◆ PROBLEM DESCRIPTION
Starting at the line that contains "answer like [140,8]." and ending at the last line of the entries, write out every line again, shifting each number in the answer coordinates up by 57 and leaving all other text, including the bracketed format samples, unchanged. Leave the pictures out.

◆ LISTED ENTRIES
————————

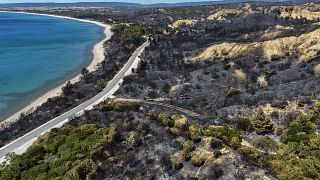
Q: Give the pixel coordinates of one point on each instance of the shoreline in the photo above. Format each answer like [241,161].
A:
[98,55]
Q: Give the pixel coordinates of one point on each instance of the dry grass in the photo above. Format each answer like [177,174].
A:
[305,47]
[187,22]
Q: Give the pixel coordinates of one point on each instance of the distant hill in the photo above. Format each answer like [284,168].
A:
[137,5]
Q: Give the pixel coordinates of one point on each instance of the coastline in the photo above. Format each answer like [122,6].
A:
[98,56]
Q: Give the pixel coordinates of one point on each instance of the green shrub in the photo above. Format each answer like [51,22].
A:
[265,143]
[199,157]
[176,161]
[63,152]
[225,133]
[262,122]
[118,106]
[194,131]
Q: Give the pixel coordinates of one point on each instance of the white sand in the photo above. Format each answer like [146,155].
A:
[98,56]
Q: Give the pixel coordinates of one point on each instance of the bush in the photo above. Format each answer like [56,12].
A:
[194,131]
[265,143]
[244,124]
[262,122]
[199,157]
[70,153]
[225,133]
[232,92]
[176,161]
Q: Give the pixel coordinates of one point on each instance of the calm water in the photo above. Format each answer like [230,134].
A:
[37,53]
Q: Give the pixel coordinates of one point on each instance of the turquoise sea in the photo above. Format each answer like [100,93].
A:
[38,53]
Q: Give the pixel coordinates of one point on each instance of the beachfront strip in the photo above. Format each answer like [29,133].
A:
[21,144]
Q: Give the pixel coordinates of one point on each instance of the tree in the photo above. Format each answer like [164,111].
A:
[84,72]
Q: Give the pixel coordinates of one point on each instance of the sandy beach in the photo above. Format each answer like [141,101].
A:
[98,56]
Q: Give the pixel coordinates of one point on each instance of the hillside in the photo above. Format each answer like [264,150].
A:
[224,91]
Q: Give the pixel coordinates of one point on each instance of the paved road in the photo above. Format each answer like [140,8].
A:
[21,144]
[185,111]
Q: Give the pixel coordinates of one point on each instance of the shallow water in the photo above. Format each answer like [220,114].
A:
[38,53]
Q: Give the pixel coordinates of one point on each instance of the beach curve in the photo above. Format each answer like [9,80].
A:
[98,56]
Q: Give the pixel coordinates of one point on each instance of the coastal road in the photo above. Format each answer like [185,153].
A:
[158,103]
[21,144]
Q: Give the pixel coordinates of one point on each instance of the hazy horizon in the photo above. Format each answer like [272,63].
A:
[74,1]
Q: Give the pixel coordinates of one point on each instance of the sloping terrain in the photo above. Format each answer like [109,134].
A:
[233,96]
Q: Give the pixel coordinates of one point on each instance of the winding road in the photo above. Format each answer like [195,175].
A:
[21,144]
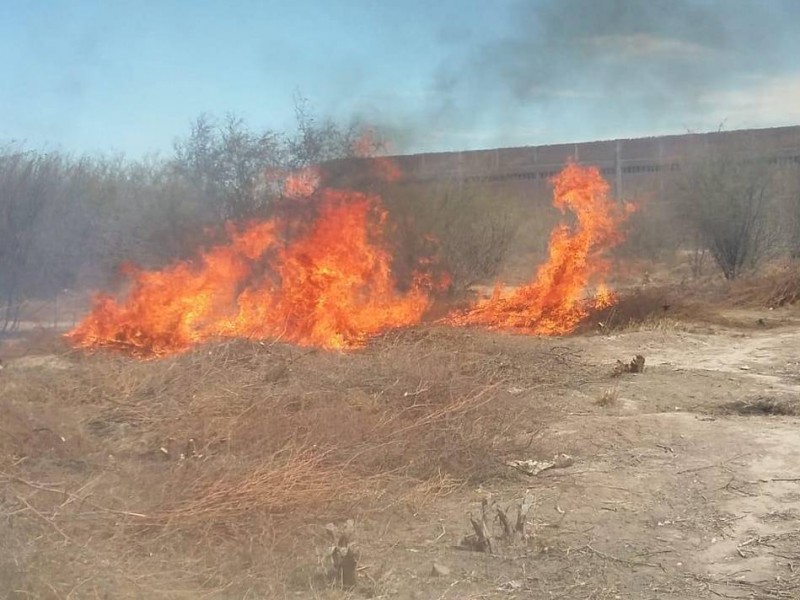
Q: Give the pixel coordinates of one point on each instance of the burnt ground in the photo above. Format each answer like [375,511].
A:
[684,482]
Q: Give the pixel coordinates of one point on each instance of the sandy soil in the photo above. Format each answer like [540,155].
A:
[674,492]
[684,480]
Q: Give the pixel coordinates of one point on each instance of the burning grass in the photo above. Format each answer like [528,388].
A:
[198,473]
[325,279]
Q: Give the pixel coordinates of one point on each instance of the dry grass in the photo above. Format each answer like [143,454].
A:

————————

◆ RESULT FOR THIS EXERCISE
Q: Give the pixel coordinates of one point on each instance of the paved road in the photo above. Format each answer like [140,8].
A:
[78,201]
[242,168]
Q: Give the pixel coordinates of one point on each instance of the shallow water in the photo above. Format each answer like [220,114].
A:
[95,110]
Q: Give the pixel coordinates of one point on each instance of the beach curve in the photo above. Format each answer like [9,80].
A:
[155,113]
Q: Give the pixel coordinates of one point on each instance of the coastal road in the photo above. Format each answer like [185,153].
A:
[215,160]
[78,201]
Q: Give the pixel coordinates of one point on each instance of the hazy horizon in the photo above. Format each answer like [272,63].
A:
[131,58]
Q: Give the pixel coordinates of one point on each instance of the sloping terrain in the photo above. Format each answer like [109,134].
A:
[290,153]
Q: Give the pixel coordinates of one point on each instance of the winding road in the photo above. Format each answer like [195,175].
A:
[78,201]
Q: Give the pixel coordinates of one point on each instance of the burnt ground in the photo above. Format each answer like [375,511].
A:
[741,539]
Q: Give the pixel coordinates of one point on each instance of the sandy soil in the photo above. Format each answer like [540,155].
A:
[731,549]
[741,537]
Q: Give the pixel coordinates of one point on each instance of the burning grass in the photo above. Format each answer like [528,388].
A:
[255,530]
[382,336]
Q: Give the pixel coordinates of one point on each instance of the dry grass in the photo above. Format each answer like [143,454].
A:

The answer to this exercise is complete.